Aim 1
Render the listing that follows the host programming passage as a Markdown table with the columns "Row" and "Line", numbering each row and omitting blank lines.

Extracted text
Host Programming

In the Vitis™ environment, the host application can be written in native C++ using the Xilinx® runtime (XRT) native C++ API or industry standard OpenCL™ API. The XRT native API is described here in brief, with additional details available under XRT Native API on the XRT documentation site. Refer to OpenCL Programming for a discussion on writing the host application using the OpenCL API.

TIP: For examples of host programming using the XRT native API refer to host_xrt in the Vitis_Accel_Examples.

In general, the structure of the host application can be divided into the following steps:

Specifying the accelerator device ID and loading the .xclbin
Setting up the kernel and kernel arguments
Transferring data between the host and kernels
Running the kernel and returning results

To use the native XRT APIs, the host application must link with the xrt_coreutil library. Compiling host code with XRT native C++ API requires C++ standard with -std=c++14 or newer. For example:

g++ -g -std=c++14 -I$XILINX_XRT/include -L$XILINX_XRT/lib -lxrt_coreutil -pthread

IMPORTANT: For multithreading the host program, exercise caution when calling a fork() system call from a Vitis core development kit application. The fork() does not duplicate all the runtime threads. Hence, the child process cannot run as a complete application in the Vitis core development kit. It is advisable to use the posix_spawn() system call to launch another process from the Vitis software platform application.

Specifying the Device ID and Loading the XCLBIN

To use the Xilinx runtime (XRT) environment properly, the host application needs to identify the accelerator card and device ID that the kernel will run on, and load the device binary (.xclbin) into the device.

The XRT API includes a Device class (xrt::device) that can be used to specify the device ID on the accelerator card, and an XCLBIN class (xrt::xclbin) that defines the program for the runtime. You must use the following include statement in your source code to load these classes:

#include <xrt/xrt_kernel.h>

The following code snippet creates a device object by specifying the device ID from the target platform, and then loads the .xclbin into the device, returning the UUID for the program.

Excerpted records
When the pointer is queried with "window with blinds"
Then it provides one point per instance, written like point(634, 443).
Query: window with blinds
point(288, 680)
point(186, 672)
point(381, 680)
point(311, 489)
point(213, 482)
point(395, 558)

Aim 2
Extend the host programming text above, starting after its final sentence.

Exercise answer 1
| Row | Line |
|---|---|
| 1 | When the pointer is queried with "window with blinds" |
| 2 | Then it provides one point per instance, written like point(634, 443). |
| 3 | Query: window with blinds |
| 4 | point(288, 680) |
| 5 | point(186, 672) |
| 6 | point(381, 680) |
| 7 | point(311, 489) |
| 8 | point(213, 482) |
| 9 | point(395, 558) |

Exercise answer 2
//Setup the Environment
unsigned int device_index = 0;
std::string binaryFile = parser.value("kernel.xclbin");
std::cout << "Open the device" << device_index << std::endl;
auto device = xrt::device(device_index);
std::cout << "Load the xclbin " << binaryFile << std::endl;
auto uuid = device.load_xclbin(binaryFile);

TIP: The device ID can be obtained using the xbutil command for a specific accelerator.

Setting Up XRT-Managed Kernels and Kernel Arguments

After identifying devices and loading the program, the host application should identify the kernels that execute on the device, and set up the kernel arguments. All kernels the host application interacts with are defined within the loaded .xclbin file, and so should be identified from there.

For XRT-managed kernels, the XRT API provides a Kernel class (xrt::kernel), that is used to access the kernels contained within the .xclbin file. The kernel object identifies an XRT-managed kernel in the .xclbin loaded into the Xilinx device that can be run by the host application.

TIP: As discussed in Setting Up User-Managed Kernels and Argument Buffers, you should use the IP class (xrt::ip) to identify the user-managed kernels in the .xclbin file.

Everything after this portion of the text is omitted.